┌──

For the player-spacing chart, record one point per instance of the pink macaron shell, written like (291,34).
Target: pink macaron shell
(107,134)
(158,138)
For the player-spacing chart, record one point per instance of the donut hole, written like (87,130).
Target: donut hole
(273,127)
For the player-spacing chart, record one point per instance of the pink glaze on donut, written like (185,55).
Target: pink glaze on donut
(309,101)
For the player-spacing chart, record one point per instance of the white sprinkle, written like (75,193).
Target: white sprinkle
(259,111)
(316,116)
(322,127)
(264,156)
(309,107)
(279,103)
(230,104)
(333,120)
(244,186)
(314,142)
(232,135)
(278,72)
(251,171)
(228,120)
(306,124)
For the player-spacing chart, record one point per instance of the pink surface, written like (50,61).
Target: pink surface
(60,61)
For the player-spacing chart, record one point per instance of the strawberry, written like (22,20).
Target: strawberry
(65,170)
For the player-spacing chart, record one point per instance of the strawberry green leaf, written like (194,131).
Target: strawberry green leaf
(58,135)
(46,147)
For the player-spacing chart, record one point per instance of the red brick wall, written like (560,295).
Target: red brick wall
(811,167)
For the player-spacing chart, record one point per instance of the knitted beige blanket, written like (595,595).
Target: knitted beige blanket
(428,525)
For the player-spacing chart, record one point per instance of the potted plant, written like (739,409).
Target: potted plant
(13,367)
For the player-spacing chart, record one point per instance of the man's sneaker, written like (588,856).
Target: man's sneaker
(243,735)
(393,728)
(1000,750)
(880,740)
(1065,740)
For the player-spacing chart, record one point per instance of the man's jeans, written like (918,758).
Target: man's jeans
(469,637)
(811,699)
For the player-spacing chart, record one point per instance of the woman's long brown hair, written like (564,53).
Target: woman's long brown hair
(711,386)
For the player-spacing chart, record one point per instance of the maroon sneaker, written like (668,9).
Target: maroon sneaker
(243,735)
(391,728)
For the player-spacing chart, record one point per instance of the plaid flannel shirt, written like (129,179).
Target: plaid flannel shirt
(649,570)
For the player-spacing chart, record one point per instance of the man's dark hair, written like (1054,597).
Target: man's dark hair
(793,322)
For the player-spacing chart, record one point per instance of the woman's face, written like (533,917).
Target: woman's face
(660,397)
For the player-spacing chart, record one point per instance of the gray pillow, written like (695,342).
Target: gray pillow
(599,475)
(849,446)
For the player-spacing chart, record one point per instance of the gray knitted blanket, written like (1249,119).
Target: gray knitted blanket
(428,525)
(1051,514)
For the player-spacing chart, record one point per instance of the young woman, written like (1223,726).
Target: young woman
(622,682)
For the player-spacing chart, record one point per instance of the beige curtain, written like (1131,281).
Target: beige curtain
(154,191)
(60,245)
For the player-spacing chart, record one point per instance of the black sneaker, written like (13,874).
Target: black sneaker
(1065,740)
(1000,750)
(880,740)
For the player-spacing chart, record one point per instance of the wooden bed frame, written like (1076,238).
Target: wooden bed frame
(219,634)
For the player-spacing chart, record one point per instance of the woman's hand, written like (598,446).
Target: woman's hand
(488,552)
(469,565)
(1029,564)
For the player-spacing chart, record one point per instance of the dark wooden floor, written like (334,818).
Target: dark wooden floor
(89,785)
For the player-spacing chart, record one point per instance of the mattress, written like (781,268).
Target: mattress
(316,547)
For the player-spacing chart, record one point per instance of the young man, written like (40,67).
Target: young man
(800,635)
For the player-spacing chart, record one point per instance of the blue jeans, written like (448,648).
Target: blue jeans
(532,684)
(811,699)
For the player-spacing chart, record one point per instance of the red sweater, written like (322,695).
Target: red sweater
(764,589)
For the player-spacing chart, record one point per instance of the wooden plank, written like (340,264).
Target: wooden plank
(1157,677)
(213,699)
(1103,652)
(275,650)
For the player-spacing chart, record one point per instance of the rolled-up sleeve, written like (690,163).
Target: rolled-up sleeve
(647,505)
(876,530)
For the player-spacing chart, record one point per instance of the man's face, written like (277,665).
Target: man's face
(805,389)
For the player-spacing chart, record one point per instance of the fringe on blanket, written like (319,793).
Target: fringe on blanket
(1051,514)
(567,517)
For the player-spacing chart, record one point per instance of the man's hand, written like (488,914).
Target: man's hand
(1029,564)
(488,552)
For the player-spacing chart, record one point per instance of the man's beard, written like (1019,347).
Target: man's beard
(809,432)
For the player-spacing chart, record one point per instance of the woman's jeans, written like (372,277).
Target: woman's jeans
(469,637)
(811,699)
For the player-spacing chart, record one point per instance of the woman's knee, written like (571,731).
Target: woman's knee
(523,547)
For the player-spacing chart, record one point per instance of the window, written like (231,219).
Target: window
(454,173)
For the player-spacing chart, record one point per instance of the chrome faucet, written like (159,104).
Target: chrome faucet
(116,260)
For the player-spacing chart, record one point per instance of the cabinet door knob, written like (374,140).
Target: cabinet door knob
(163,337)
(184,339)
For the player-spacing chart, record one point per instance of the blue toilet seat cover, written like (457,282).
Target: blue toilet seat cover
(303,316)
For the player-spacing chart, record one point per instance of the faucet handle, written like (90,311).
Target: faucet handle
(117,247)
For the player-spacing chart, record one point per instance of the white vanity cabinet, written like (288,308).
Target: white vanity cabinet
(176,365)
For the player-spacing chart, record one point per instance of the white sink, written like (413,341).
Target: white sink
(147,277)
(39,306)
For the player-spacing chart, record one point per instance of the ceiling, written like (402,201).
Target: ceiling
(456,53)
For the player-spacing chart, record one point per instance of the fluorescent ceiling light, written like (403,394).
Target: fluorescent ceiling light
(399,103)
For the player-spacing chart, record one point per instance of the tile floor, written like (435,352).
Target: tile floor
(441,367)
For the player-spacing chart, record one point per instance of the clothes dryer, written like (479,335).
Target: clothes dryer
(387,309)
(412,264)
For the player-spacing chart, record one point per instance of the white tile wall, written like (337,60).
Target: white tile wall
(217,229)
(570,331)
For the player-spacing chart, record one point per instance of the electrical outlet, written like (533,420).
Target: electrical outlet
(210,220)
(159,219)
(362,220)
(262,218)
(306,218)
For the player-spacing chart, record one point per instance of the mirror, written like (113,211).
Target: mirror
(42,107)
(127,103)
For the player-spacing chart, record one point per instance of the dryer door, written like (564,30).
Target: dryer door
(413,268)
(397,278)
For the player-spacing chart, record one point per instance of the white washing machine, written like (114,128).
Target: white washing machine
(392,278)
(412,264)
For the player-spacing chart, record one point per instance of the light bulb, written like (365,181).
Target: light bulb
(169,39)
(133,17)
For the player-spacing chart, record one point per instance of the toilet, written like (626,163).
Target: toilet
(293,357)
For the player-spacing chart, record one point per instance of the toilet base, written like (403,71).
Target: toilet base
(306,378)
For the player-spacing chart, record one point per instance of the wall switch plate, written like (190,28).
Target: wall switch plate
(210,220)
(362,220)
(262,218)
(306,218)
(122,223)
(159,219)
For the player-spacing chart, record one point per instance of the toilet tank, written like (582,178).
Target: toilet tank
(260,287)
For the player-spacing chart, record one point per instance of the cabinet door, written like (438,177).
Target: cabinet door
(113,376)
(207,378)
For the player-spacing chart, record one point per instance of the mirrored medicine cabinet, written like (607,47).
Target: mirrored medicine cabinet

└──

• **WORK TO DO**:
Take the entries above and transcribe them in full.

• **COMPLETE RESPONSE**:
For the player-spacing chart, record one point per instance of the pink macaron shell, written like (291,34).
Target: pink macaron shell
(107,134)
(158,138)
For the player-spacing chart, record one point per instance of the donut hole, written like (87,130).
Target: donut hole
(273,127)
For the player-spacing chart, record one point per instance of the pink glaze on donut, written like (185,55).
Target: pink glaze on donut
(309,101)
For the player-spacing chart, record one point per instance of the white sprinkle, written like (75,193).
Target: white sprinkle
(259,111)
(316,116)
(322,127)
(264,156)
(309,107)
(279,103)
(230,104)
(333,120)
(244,186)
(314,142)
(232,135)
(278,72)
(251,171)
(228,120)
(306,124)
For the player-spacing chart, record one point per instance of the pink surface, written like (50,61).
Target: pink surface
(60,61)
For the player-spacing chart, record one point per instance of the strawberry, written like (22,20).
Target: strawberry
(65,170)
For the player-spacing chart, record one point per instance of the strawberry green leaf, written like (194,131).
Target: strawberry green leaf
(58,135)
(46,147)
For the player-spacing chart, record one point per instance of the red brick wall, written like (560,295).
Target: red brick wall
(811,167)
For the player-spacing chart, record one point per instance of the knitted beige blanket, written like (595,595).
Target: knitted beige blanket
(428,525)
For the player-spacing chart, record one point per instance of the potted plant, written like (739,409).
Target: potted plant
(13,367)
For the player-spacing chart, record one point per instance of the man's sneaker, written like (588,856).
Target: man's sneaker
(243,735)
(393,728)
(1000,750)
(880,740)
(1065,740)
For the player-spacing chart, record one point per instance of the man's jeans, written like (918,758).
Target: man's jeans
(469,637)
(811,699)
For the player-spacing chart, record one point per instance of the woman's long brown hair, written like (564,53).
Target: woman's long brown hair
(711,386)
For the player-spacing chart, record one point per instance of the maroon sneaker, written like (668,9).
Target: maroon sneaker
(243,735)
(391,728)
For the player-spacing chart, record one point per instance of the plaid flannel shirt, written like (129,179).
Target: plaid flannel shirt
(649,570)
For the player-spacing chart, record one point per instance of the man's dark hair, written like (1054,597).
Target: man's dark hair
(793,322)
For the player-spacing chart, record one point per instance of the woman's face, written like (533,917).
Target: woman's face
(660,397)
For the player-spacing chart, record one point per instance of the gray pillow, written like (695,342).
Target: gray pillow
(599,475)
(849,446)
For the player-spacing chart, record one point per instance of the gray knitted blanket, written like (1249,119).
Target: gray knitted blanket
(428,525)
(1051,514)
For the player-spacing chart, record one point per instance of the young woman, written like (1223,726).
Target: young woman
(622,682)
For the player-spacing chart, record one point per instance of the beige curtain, written like (1131,281).
Target: beige curtain
(154,191)
(60,245)
For the player-spacing chart, record one point per instance of the black sneaker, written like (13,874).
Target: black sneaker
(1065,740)
(1000,750)
(880,740)
For the player-spacing chart, record one point per instance of the wooden bed frame, written like (1076,238).
Target: wooden bed frame
(219,634)
For the player-spacing chart, record one point per instance of the woman's hand, written like (598,446).
Target: woman's hand
(488,552)
(469,565)
(1029,564)
For the player-spacing chart, record one point per instance of the dark wooden floor, written like (334,818).
Target: dark wooden floor
(89,785)
For the player-spacing chart, record one point per instance of the mattress, written like (781,268).
Target: mattress
(316,547)
For the player-spacing chart, record one point per instance of the young man, written like (40,67).
Target: young man
(800,635)
For the player-spacing chart, record one point per instance of the blue jeans, written like (448,648).
Target: blue jeans
(532,684)
(811,699)
For the player-spacing chart, record one point per instance of the red sweater, written like (322,695).
Target: red sweater
(764,589)
For the player-spacing chart, record one point per instance of the wooden plank, written like (340,264).
Target: wooden plank
(1157,677)
(213,699)
(1103,652)
(275,650)
For the player-spacing chart, record one point per instance of the rolled-up sleeve, written like (690,163).
Target: rolled-up sleeve
(647,505)
(876,530)
For the player-spacing chart, record one point per instance of the man's face, written like (277,665).
Target: man's face
(805,389)
For the player-spacing chart, record one point per instance of the fringe on blanket, written like (319,793).
Target: fringe on blanket
(1051,514)
(567,517)
For the player-spacing chart, record one point per instance of the man's hand, written like (488,914).
Target: man's hand
(1029,564)
(488,552)
For the player-spacing chart, record one point per instance of the man's beard, written like (1019,347).
Target: man's beard
(809,432)
For the player-spacing chart, record one point per instance of the woman's jeans, written like (372,277).
Target: woman's jeans
(469,637)
(811,699)
For the player-spacing chart, record one point per instance of the woman's knee, written like (571,731).
Target: woman's knee
(523,547)
For the player-spacing chart, record one point per instance of the window, written like (231,219).
Target: window
(454,173)
For the player-spacing chart, record one point per instance of the chrome faucet, written like (159,104).
Target: chrome faucet
(116,260)
For the player-spacing chart, record one point per instance of the cabinet door knob, written like (374,140).
Target: cabinet door knob
(163,337)
(184,339)
For the player-spacing chart, record one point per instance of the blue toilet seat cover, written like (457,282).
Target: blue toilet seat cover
(303,316)
For the player-spacing chart, record one point per instance of the faucet handle, written like (90,311).
Target: faucet handle
(117,247)
For the player-spacing chart, record one point per instance of the white vanity cabinet, written like (288,308).
Target: white vanity cabinet
(176,365)
For the player-spacing chart, record one point per instance of the white sink, written like (413,341).
Target: white sink
(147,277)
(39,306)
For the player-spacing chart, record one point per instance of the ceiling, written like (402,201).
Target: ceiling
(456,53)
For the player-spacing chart, record one point per instance of the fluorescent ceiling light, written like (403,394).
Target: fluorescent ceiling light
(399,103)
For the player-spacing chart, record one point per instance of the tile floor, written like (435,352).
Target: tile floor
(441,367)
For the player-spacing chart, record one point per instance of the clothes dryer, written like (479,335).
Target: clothes dryer
(387,309)
(412,264)
For the player-spacing chart, record one point per instance of the white tile wall, written like (337,60).
Target: white tile wall
(217,229)
(570,331)
For the player-spacing chart, record one point per instance of the electrical outlet, written like (533,420).
Target: electrical outlet
(210,220)
(159,219)
(362,220)
(262,218)
(306,218)
For the player-spacing chart, record one point per instance of the mirror, written like (113,211).
Target: mirror
(42,107)
(127,103)
For the player-spacing chart, record one point per instance of the dryer door, written like (564,30).
Target: dryer door
(413,268)
(397,278)
For the player-spacing chart, record one point per instance of the white washing machine, written like (114,128).
Target: white washing machine
(392,278)
(412,264)
For the player-spacing chart, record one point per instance of the light bulb, written like (365,181).
Target: light bulb
(169,39)
(133,17)
For the player-spacing chart, record one point per instance of the toilet, written like (626,163).
Target: toilet
(293,357)
For the player-spacing chart, record one point per instance of the toilet base, written like (403,71).
Target: toilet base
(306,378)
For the player-spacing chart, record one point per instance of the wall switch plate, written like (190,28).
Target: wall switch plate
(210,220)
(362,220)
(262,218)
(306,218)
(122,223)
(159,219)
For the player-spacing chart, record one point per instance of the toilet tank, written like (582,178).
Target: toilet tank
(260,287)
For the player-spacing chart, record one point per instance of the cabinet door, written like (438,177).
Target: cabinet door
(113,376)
(207,378)
For the player-spacing chart, record one point per instance of the mirrored medicine cabinet, written like (607,47).
Target: mirrored medicine cabinet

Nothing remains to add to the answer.